Given exercise »
Write out all of the records below word for word, leaving the pictures out of your copy.

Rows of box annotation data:
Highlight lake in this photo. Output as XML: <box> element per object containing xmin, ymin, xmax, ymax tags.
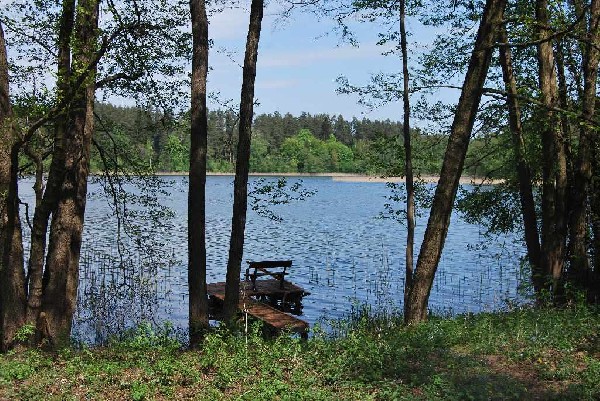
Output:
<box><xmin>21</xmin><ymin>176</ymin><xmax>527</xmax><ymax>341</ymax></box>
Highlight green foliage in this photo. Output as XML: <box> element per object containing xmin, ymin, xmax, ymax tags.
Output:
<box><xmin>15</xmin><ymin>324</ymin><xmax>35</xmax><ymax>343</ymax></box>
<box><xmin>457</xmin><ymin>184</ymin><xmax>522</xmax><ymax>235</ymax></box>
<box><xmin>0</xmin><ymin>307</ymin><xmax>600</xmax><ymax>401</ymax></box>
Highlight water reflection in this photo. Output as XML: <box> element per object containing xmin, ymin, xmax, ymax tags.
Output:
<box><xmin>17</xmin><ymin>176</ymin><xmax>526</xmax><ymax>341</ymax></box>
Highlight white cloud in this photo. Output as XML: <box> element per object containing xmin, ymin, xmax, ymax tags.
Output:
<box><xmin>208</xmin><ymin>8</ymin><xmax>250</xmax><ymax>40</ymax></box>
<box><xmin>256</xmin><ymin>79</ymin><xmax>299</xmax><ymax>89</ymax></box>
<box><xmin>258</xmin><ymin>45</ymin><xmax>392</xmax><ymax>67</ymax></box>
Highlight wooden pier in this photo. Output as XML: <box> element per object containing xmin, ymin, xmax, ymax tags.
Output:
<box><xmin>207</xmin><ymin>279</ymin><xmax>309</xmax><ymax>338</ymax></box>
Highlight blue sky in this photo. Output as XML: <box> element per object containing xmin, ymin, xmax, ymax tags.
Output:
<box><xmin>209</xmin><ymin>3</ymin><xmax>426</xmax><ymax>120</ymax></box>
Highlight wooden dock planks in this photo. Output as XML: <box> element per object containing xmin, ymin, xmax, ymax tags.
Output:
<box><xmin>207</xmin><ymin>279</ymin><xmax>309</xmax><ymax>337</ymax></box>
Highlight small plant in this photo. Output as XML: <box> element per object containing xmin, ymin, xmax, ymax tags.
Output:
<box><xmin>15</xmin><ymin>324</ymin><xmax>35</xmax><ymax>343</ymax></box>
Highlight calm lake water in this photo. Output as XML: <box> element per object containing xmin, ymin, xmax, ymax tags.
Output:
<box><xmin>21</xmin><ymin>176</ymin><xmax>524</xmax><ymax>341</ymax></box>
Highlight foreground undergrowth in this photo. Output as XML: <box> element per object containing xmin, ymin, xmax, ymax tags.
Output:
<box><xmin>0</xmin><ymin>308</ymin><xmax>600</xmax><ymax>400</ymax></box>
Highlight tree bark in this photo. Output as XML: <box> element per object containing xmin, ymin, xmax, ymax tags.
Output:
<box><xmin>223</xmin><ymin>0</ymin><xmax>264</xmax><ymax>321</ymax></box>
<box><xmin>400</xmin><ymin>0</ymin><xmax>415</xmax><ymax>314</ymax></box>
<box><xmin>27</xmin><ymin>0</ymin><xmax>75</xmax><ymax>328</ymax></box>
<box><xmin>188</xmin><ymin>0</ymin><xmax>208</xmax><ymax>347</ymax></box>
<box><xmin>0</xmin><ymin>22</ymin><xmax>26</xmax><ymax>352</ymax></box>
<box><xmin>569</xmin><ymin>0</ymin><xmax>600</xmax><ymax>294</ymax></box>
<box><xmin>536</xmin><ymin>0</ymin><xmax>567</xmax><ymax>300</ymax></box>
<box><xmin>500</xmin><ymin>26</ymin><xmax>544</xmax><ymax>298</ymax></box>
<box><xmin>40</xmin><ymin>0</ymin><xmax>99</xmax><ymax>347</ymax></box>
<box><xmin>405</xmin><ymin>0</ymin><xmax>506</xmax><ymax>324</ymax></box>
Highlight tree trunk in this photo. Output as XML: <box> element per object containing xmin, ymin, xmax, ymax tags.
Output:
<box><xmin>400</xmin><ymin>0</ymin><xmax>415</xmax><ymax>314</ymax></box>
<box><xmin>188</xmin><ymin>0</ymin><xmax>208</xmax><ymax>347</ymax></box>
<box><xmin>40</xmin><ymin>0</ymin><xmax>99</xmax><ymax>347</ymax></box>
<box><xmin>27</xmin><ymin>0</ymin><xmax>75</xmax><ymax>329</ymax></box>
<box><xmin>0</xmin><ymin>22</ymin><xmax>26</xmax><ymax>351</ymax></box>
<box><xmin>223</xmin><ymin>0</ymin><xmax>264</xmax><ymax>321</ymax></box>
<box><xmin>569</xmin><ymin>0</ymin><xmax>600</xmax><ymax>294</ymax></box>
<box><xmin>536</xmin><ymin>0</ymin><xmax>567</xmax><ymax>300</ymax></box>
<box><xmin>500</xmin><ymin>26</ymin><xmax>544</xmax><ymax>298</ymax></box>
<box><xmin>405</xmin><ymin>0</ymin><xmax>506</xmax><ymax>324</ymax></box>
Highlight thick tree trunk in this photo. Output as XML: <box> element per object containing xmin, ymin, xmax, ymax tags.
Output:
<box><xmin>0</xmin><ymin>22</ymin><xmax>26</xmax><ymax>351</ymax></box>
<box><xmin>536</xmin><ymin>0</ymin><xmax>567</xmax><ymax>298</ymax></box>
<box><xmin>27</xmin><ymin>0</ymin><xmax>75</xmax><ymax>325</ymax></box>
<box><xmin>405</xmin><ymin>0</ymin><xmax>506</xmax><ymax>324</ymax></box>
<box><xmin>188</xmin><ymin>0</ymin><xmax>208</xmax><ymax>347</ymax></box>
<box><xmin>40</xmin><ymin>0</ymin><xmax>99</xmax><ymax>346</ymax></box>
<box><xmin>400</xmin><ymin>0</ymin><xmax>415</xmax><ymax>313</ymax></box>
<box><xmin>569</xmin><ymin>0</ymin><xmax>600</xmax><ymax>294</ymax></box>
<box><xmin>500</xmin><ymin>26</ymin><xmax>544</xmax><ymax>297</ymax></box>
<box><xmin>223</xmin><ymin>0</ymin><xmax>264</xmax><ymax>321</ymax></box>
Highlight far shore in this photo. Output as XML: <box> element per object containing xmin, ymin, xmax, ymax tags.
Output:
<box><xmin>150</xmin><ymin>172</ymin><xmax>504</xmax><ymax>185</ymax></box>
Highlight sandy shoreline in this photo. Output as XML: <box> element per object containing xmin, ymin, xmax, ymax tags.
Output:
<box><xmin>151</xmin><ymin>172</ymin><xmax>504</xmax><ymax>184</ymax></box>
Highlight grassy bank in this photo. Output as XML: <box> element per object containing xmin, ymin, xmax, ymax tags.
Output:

Finished exercise »
Highlight lake in this photo. Output as XML: <box> element per object containing xmin, ymin, xmax, ymax tags.
Output:
<box><xmin>21</xmin><ymin>176</ymin><xmax>527</xmax><ymax>341</ymax></box>
Highlight green foliage in this photo. Output as XML: <box> element per object containing xmin, ymin, xmax, ymax tags.
Output:
<box><xmin>15</xmin><ymin>324</ymin><xmax>35</xmax><ymax>343</ymax></box>
<box><xmin>457</xmin><ymin>184</ymin><xmax>522</xmax><ymax>235</ymax></box>
<box><xmin>0</xmin><ymin>307</ymin><xmax>600</xmax><ymax>401</ymax></box>
Highlight water reflection in this photo. Output as XML: <box> element per object containing xmin, ymin, xmax, ymax tags.
Output:
<box><xmin>17</xmin><ymin>176</ymin><xmax>526</xmax><ymax>341</ymax></box>
Highlight white cloud in this photo. Output as XML: <box> element per object containing xmin, ymin, xmax, ymax tags.
Output:
<box><xmin>208</xmin><ymin>8</ymin><xmax>250</xmax><ymax>40</ymax></box>
<box><xmin>256</xmin><ymin>79</ymin><xmax>299</xmax><ymax>89</ymax></box>
<box><xmin>258</xmin><ymin>45</ymin><xmax>392</xmax><ymax>67</ymax></box>
Highlight wooden pier in this photo. Output as XML: <box> element per object containing xmin, ymin, xmax, ymax tags.
Output:
<box><xmin>207</xmin><ymin>279</ymin><xmax>309</xmax><ymax>338</ymax></box>
Highlight blue sky in this photo. Output as XML: <box> element per object containing xmin, ymin, xmax, ymax tags.
Output:
<box><xmin>209</xmin><ymin>3</ymin><xmax>426</xmax><ymax>120</ymax></box>
Highlight wooden dock planks in this photo. Output as XML: <box> element per object containing xmin, ymin, xmax, ymax tags.
Output:
<box><xmin>207</xmin><ymin>279</ymin><xmax>309</xmax><ymax>337</ymax></box>
Highlight small plant in this photo. Output as XML: <box> element per object containing xmin, ymin, xmax, ymax tags.
Output:
<box><xmin>15</xmin><ymin>324</ymin><xmax>35</xmax><ymax>343</ymax></box>
Highlight calm lake water in this photo. Output as XML: <box> element per object containing xmin, ymin, xmax, ymax tags.
Output:
<box><xmin>21</xmin><ymin>176</ymin><xmax>524</xmax><ymax>341</ymax></box>
Highlight foreground undergrowth in this photo. Output as XML: <box> element per object containing xmin, ymin, xmax, ymax tags.
Output:
<box><xmin>0</xmin><ymin>308</ymin><xmax>600</xmax><ymax>400</ymax></box>
Highlight tree bark in this photo. Output as XML: <box> element per object containing xmin, ymin, xmax, ymax tags.
Output:
<box><xmin>223</xmin><ymin>0</ymin><xmax>264</xmax><ymax>321</ymax></box>
<box><xmin>400</xmin><ymin>0</ymin><xmax>415</xmax><ymax>314</ymax></box>
<box><xmin>27</xmin><ymin>0</ymin><xmax>75</xmax><ymax>328</ymax></box>
<box><xmin>188</xmin><ymin>0</ymin><xmax>208</xmax><ymax>347</ymax></box>
<box><xmin>0</xmin><ymin>22</ymin><xmax>26</xmax><ymax>352</ymax></box>
<box><xmin>569</xmin><ymin>0</ymin><xmax>600</xmax><ymax>294</ymax></box>
<box><xmin>536</xmin><ymin>0</ymin><xmax>567</xmax><ymax>300</ymax></box>
<box><xmin>500</xmin><ymin>26</ymin><xmax>544</xmax><ymax>298</ymax></box>
<box><xmin>40</xmin><ymin>0</ymin><xmax>99</xmax><ymax>347</ymax></box>
<box><xmin>405</xmin><ymin>0</ymin><xmax>506</xmax><ymax>324</ymax></box>
Highlight tree trunk in this photo. Output as XML: <box> element per object containing xmin, ymin, xmax, ymax tags.
Output:
<box><xmin>400</xmin><ymin>0</ymin><xmax>415</xmax><ymax>314</ymax></box>
<box><xmin>188</xmin><ymin>0</ymin><xmax>208</xmax><ymax>347</ymax></box>
<box><xmin>40</xmin><ymin>0</ymin><xmax>99</xmax><ymax>347</ymax></box>
<box><xmin>27</xmin><ymin>0</ymin><xmax>75</xmax><ymax>329</ymax></box>
<box><xmin>0</xmin><ymin>22</ymin><xmax>26</xmax><ymax>351</ymax></box>
<box><xmin>223</xmin><ymin>0</ymin><xmax>264</xmax><ymax>321</ymax></box>
<box><xmin>569</xmin><ymin>0</ymin><xmax>600</xmax><ymax>294</ymax></box>
<box><xmin>536</xmin><ymin>0</ymin><xmax>567</xmax><ymax>300</ymax></box>
<box><xmin>500</xmin><ymin>26</ymin><xmax>544</xmax><ymax>298</ymax></box>
<box><xmin>405</xmin><ymin>0</ymin><xmax>506</xmax><ymax>324</ymax></box>
Highlight thick tree trunk in this photo. Output as XML: <box> element per object containing xmin, ymin, xmax, ymax tags.
Output:
<box><xmin>0</xmin><ymin>22</ymin><xmax>26</xmax><ymax>351</ymax></box>
<box><xmin>536</xmin><ymin>0</ymin><xmax>567</xmax><ymax>298</ymax></box>
<box><xmin>27</xmin><ymin>0</ymin><xmax>75</xmax><ymax>325</ymax></box>
<box><xmin>405</xmin><ymin>0</ymin><xmax>506</xmax><ymax>324</ymax></box>
<box><xmin>188</xmin><ymin>0</ymin><xmax>208</xmax><ymax>347</ymax></box>
<box><xmin>40</xmin><ymin>0</ymin><xmax>99</xmax><ymax>346</ymax></box>
<box><xmin>400</xmin><ymin>0</ymin><xmax>415</xmax><ymax>313</ymax></box>
<box><xmin>569</xmin><ymin>0</ymin><xmax>600</xmax><ymax>294</ymax></box>
<box><xmin>500</xmin><ymin>26</ymin><xmax>544</xmax><ymax>297</ymax></box>
<box><xmin>223</xmin><ymin>0</ymin><xmax>264</xmax><ymax>321</ymax></box>
Highlight far shore in this photo. Output as XML: <box> element per object containing xmin, ymin, xmax, ymax tags.
Output:
<box><xmin>150</xmin><ymin>172</ymin><xmax>504</xmax><ymax>185</ymax></box>
Highlight sandy shoreline in this photo. Output as XML: <box> element per object containing xmin, ymin, xmax, ymax tags.
Output:
<box><xmin>151</xmin><ymin>172</ymin><xmax>504</xmax><ymax>184</ymax></box>
Highlight grassy bank in this photo. Output as XML: <box> element per object containing xmin, ymin, xmax, ymax tags.
Output:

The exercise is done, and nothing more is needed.